WRITTEN INSTRUCTION:
Please update the records from the beginning through the line with "[[[189,123],[189,113],[185,112],[180,112],[180,123]]]" by swapping "banner" for "signboard", and return only those lines with nothing else changed.

[Saved entries]

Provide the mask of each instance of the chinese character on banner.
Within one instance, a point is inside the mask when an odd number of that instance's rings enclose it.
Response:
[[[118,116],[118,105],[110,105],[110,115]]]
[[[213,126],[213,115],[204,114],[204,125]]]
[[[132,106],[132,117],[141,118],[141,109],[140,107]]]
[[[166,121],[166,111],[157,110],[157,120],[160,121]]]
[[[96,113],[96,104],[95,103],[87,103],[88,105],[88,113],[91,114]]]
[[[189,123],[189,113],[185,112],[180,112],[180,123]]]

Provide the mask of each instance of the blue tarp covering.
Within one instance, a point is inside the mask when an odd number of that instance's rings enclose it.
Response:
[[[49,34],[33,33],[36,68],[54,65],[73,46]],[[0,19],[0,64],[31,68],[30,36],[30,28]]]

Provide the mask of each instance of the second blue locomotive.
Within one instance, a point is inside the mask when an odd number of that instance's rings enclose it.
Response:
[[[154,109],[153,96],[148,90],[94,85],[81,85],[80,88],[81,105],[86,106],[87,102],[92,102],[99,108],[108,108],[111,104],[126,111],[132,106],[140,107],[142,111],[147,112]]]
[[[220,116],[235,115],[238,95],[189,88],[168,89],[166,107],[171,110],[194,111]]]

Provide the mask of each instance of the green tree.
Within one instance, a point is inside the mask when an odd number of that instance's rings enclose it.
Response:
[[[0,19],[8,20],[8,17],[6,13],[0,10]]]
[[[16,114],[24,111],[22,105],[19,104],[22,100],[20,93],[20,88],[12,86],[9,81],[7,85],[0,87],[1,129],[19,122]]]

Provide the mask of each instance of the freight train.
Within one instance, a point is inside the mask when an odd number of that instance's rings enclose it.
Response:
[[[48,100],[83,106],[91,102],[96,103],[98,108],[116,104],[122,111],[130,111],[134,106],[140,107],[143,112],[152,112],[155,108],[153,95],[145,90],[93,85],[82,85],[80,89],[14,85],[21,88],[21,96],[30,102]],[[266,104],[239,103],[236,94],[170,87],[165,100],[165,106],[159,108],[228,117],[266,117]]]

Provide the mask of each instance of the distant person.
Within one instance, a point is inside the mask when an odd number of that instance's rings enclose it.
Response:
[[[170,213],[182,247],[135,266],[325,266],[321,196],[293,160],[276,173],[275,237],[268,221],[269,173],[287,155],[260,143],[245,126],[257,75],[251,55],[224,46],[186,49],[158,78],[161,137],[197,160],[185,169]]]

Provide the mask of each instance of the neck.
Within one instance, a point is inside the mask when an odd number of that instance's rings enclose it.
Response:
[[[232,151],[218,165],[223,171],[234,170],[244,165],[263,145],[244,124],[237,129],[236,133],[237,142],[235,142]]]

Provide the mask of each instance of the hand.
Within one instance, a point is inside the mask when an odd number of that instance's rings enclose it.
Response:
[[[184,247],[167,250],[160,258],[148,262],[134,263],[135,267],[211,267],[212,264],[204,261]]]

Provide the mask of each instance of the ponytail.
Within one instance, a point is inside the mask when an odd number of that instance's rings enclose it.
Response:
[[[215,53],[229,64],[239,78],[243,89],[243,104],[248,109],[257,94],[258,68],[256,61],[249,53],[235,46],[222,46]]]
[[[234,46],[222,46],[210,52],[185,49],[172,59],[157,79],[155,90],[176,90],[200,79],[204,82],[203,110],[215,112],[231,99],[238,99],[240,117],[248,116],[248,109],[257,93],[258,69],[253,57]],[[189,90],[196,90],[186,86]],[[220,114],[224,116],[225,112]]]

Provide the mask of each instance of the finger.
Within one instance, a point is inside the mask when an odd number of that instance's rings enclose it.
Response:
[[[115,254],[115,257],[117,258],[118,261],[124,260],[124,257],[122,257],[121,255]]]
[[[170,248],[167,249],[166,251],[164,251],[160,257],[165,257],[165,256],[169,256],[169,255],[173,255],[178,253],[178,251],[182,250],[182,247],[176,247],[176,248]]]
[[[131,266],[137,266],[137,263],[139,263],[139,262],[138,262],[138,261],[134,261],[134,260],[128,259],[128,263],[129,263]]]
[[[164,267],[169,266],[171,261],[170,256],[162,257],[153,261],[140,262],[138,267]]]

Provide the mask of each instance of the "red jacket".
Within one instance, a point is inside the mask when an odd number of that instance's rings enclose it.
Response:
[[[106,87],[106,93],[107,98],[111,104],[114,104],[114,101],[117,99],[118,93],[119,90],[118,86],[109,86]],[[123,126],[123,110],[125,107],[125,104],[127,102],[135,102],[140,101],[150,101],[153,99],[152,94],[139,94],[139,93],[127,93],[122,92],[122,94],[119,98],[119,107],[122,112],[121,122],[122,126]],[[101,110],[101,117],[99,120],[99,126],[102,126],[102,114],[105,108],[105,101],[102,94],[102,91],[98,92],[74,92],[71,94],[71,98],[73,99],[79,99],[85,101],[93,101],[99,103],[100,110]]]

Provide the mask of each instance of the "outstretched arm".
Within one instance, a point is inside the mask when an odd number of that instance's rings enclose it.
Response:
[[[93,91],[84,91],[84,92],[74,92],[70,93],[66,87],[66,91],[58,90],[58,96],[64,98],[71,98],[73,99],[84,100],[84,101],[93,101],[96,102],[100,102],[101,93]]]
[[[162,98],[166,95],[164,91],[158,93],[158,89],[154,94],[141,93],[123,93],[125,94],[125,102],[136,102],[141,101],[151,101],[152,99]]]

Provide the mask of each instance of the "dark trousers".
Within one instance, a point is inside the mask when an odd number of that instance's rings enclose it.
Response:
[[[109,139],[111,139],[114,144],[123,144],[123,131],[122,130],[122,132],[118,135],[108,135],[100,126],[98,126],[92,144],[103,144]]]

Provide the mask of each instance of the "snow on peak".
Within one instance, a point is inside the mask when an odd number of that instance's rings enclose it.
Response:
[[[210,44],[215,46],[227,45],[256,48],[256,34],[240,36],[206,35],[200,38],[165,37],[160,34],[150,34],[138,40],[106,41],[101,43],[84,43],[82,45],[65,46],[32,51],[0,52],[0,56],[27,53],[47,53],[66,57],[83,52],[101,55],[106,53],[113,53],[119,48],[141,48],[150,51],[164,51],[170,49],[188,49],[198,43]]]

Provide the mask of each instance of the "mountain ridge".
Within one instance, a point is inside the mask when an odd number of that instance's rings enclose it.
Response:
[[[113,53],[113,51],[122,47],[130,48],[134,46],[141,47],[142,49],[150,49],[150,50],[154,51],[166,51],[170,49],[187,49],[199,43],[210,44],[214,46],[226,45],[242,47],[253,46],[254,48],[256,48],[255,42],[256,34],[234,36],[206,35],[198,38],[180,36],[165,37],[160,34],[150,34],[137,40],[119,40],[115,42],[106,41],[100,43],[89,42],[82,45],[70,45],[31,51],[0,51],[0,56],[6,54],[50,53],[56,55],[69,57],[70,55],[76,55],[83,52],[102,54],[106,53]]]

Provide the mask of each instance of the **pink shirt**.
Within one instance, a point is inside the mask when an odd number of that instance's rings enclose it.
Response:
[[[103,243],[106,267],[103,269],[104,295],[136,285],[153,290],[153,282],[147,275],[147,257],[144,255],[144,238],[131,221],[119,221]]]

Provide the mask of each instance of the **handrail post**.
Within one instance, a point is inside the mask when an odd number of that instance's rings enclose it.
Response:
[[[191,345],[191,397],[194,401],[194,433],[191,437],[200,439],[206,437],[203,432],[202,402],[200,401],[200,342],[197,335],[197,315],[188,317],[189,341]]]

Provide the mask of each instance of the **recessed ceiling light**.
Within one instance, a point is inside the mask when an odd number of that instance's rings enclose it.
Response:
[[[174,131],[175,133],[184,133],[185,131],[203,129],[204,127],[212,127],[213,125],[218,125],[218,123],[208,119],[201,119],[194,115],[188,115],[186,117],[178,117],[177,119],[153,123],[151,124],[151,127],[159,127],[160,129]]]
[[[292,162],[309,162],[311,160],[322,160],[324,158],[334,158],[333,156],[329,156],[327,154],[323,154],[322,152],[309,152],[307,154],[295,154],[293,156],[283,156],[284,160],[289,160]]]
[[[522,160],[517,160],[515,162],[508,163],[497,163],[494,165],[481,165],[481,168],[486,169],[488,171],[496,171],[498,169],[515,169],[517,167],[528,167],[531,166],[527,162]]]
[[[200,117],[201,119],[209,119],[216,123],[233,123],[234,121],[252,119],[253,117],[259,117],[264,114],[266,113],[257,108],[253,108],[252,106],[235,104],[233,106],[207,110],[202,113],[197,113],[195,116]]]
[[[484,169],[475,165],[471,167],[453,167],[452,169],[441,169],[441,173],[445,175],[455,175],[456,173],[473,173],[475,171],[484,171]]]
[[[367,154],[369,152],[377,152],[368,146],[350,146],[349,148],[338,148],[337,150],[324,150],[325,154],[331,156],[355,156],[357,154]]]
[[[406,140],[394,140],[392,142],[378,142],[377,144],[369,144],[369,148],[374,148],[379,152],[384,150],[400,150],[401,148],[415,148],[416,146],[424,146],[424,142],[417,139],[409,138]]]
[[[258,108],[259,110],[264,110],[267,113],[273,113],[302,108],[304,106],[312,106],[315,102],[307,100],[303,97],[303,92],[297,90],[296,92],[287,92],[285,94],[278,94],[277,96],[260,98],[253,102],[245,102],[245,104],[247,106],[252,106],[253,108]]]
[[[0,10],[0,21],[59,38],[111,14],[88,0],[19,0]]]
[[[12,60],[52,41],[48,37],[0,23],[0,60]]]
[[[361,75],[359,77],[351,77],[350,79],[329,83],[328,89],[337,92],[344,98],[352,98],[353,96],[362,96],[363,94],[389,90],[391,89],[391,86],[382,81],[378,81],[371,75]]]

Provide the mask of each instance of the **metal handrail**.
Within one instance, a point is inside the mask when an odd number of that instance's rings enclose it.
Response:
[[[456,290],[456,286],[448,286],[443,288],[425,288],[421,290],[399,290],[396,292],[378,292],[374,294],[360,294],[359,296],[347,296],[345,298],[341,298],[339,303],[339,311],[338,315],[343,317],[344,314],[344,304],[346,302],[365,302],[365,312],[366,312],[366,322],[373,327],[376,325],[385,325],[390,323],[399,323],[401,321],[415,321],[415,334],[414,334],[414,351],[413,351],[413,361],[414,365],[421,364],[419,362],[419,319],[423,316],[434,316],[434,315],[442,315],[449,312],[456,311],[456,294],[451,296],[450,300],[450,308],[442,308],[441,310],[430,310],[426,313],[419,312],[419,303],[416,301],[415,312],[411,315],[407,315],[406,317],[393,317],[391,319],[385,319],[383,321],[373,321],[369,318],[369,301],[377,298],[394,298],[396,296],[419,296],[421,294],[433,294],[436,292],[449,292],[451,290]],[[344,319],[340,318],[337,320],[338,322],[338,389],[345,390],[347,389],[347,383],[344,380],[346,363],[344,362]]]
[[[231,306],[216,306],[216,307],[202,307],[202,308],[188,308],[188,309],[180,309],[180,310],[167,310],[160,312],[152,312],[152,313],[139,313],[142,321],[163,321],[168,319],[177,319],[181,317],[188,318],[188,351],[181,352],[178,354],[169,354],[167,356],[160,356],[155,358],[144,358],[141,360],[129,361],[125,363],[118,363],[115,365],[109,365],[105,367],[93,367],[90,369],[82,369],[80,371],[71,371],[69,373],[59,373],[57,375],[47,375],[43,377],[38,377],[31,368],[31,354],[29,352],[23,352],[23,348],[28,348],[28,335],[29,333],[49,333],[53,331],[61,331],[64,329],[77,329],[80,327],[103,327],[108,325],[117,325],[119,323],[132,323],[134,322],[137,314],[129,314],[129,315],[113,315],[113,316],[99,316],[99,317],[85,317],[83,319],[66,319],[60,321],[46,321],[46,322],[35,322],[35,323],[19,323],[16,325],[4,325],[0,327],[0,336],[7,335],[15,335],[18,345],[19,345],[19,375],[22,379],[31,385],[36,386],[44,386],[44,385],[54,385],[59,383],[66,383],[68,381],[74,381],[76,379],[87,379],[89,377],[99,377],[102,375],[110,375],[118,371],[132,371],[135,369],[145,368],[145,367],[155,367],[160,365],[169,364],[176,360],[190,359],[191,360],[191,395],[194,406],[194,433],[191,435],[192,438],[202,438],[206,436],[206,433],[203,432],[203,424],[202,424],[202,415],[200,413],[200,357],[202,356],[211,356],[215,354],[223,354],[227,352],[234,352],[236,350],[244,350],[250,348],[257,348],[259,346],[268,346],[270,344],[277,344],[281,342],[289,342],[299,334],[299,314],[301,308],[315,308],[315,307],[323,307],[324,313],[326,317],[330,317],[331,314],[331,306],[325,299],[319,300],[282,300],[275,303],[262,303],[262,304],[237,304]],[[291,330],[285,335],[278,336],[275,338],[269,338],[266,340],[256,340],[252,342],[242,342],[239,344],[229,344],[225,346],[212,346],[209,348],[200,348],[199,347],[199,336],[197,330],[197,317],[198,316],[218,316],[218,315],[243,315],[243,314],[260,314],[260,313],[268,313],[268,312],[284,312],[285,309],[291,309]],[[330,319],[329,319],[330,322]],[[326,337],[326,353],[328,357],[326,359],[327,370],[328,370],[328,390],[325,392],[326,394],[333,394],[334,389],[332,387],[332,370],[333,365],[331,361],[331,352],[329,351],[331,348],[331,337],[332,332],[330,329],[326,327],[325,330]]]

WRITTEN REPLY:
Provide the mask of each instance of the chinese character on signboard.
Within one instance, a point is inside the mask when an odd number of that instance's rings enclose it.
Response:
[[[118,116],[118,105],[110,105],[110,115]]]
[[[213,126],[213,115],[204,114],[204,125]]]
[[[132,106],[132,117],[141,118],[141,109],[140,107]]]
[[[166,121],[166,111],[157,110],[157,120],[160,121]]]
[[[96,113],[96,104],[95,103],[87,103],[88,105],[88,113],[91,114]]]
[[[189,123],[189,113],[185,112],[180,112],[180,123]]]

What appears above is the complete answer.